>> Begin DATASET RECORDS
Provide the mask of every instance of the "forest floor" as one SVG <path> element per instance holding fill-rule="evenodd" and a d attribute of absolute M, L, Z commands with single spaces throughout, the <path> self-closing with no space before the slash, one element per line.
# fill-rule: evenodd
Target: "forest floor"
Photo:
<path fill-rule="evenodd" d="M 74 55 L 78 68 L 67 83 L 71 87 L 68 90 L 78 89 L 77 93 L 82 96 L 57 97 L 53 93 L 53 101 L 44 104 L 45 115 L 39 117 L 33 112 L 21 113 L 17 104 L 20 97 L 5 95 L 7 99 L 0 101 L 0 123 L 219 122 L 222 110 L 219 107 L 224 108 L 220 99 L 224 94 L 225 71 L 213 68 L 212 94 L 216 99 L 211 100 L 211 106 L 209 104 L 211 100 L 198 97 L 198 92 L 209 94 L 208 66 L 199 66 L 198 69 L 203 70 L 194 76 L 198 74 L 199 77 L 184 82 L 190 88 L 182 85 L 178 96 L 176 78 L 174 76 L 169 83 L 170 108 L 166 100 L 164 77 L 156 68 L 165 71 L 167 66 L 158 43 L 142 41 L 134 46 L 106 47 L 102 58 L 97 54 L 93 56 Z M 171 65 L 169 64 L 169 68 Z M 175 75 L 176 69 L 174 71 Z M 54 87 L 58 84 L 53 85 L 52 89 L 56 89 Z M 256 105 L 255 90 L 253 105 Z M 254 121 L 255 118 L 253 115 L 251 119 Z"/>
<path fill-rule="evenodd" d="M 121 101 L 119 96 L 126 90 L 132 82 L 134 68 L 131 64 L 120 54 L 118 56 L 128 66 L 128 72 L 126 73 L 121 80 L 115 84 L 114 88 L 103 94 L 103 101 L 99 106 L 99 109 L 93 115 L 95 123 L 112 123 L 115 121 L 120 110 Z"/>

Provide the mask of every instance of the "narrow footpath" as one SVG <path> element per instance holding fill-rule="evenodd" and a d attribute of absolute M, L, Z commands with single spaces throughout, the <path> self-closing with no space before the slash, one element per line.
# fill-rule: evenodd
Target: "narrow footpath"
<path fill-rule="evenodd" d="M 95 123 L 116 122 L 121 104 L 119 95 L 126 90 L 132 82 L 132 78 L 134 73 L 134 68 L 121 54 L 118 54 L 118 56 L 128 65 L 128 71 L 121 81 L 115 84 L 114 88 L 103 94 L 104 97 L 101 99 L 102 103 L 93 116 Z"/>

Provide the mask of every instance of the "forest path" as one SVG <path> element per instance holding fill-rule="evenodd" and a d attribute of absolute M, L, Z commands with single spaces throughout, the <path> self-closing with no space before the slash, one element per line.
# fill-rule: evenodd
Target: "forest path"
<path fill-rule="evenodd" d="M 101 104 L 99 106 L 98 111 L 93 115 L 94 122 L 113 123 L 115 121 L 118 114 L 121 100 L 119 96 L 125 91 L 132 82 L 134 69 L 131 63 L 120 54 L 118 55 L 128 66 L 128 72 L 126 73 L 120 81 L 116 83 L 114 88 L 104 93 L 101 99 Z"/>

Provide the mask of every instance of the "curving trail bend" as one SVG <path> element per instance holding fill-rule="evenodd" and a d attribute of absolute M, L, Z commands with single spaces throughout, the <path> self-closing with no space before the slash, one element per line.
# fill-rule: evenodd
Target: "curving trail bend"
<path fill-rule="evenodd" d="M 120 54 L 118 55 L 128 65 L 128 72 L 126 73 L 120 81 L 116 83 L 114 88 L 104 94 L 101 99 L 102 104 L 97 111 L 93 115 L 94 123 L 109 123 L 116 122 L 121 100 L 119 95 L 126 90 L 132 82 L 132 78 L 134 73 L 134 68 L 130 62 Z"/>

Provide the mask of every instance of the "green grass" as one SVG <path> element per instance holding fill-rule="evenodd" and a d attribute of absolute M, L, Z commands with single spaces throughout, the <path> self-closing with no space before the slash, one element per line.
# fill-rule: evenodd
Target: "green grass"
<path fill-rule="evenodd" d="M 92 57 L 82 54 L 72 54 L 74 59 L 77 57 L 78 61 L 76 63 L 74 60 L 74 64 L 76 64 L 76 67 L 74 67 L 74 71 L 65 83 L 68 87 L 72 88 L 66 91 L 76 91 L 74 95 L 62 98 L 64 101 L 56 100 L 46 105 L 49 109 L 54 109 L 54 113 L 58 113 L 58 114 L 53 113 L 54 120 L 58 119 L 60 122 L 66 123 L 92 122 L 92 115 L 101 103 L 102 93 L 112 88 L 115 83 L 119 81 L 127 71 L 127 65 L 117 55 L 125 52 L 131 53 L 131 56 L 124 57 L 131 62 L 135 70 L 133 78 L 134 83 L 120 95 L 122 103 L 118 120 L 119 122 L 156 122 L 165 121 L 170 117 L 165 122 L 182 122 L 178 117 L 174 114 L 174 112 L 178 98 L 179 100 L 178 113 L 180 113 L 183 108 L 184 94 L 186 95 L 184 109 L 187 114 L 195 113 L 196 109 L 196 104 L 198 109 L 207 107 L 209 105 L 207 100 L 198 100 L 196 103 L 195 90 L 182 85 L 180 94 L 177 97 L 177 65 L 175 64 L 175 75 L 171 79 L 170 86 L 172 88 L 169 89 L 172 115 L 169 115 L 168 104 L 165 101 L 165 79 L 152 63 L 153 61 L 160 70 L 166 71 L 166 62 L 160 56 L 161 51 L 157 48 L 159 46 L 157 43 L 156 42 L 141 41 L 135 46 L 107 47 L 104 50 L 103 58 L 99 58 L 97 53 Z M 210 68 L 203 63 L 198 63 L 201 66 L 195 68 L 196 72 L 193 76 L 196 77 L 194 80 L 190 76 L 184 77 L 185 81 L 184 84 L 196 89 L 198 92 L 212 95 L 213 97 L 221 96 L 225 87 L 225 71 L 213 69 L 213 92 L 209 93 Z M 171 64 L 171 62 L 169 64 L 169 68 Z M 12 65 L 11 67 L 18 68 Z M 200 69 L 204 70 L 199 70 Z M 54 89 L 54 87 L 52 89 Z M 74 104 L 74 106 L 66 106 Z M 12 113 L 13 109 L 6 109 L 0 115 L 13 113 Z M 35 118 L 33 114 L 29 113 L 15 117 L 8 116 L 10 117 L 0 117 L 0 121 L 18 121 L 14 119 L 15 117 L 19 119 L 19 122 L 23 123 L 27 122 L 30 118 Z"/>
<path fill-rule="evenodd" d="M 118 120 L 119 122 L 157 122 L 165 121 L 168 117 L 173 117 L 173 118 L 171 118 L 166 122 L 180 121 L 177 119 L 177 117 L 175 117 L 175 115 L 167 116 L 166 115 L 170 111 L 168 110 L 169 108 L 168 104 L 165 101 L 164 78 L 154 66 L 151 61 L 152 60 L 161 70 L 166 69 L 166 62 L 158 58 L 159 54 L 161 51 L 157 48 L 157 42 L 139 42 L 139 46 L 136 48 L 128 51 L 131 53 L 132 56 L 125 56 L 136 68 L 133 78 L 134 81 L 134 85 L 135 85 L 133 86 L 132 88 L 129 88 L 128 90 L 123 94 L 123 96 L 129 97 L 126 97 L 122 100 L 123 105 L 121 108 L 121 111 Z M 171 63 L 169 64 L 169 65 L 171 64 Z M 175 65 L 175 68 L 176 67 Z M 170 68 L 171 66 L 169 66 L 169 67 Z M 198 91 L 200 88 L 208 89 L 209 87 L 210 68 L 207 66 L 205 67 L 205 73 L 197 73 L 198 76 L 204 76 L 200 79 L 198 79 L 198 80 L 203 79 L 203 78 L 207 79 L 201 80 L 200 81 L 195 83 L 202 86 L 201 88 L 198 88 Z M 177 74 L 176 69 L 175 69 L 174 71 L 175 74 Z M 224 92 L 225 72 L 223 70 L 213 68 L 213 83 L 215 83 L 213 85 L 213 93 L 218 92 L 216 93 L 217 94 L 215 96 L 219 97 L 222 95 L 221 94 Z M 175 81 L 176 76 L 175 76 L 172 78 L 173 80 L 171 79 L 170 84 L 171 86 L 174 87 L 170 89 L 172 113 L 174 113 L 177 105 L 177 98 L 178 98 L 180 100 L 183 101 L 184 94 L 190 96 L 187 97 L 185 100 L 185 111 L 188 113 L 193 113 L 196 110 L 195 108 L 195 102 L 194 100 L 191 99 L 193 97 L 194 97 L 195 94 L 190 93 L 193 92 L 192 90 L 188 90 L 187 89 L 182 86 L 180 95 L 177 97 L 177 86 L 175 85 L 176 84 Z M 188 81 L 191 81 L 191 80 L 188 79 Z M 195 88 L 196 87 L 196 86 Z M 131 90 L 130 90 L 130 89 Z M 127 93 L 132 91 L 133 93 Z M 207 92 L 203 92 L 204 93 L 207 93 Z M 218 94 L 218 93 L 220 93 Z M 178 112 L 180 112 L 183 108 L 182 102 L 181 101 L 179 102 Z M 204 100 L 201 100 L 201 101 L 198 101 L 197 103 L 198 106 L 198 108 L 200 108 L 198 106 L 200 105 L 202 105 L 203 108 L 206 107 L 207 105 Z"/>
>> End DATASET RECORDS
» **CHALLENGE**
List every line in the rows above that contains the string "Target", matching its case exactly.

» **EXERCISE RESULT**
Target: "forest floor"
Target: "narrow footpath"
Target: "forest path"
Target: "curving trail bend"
Target: "green grass"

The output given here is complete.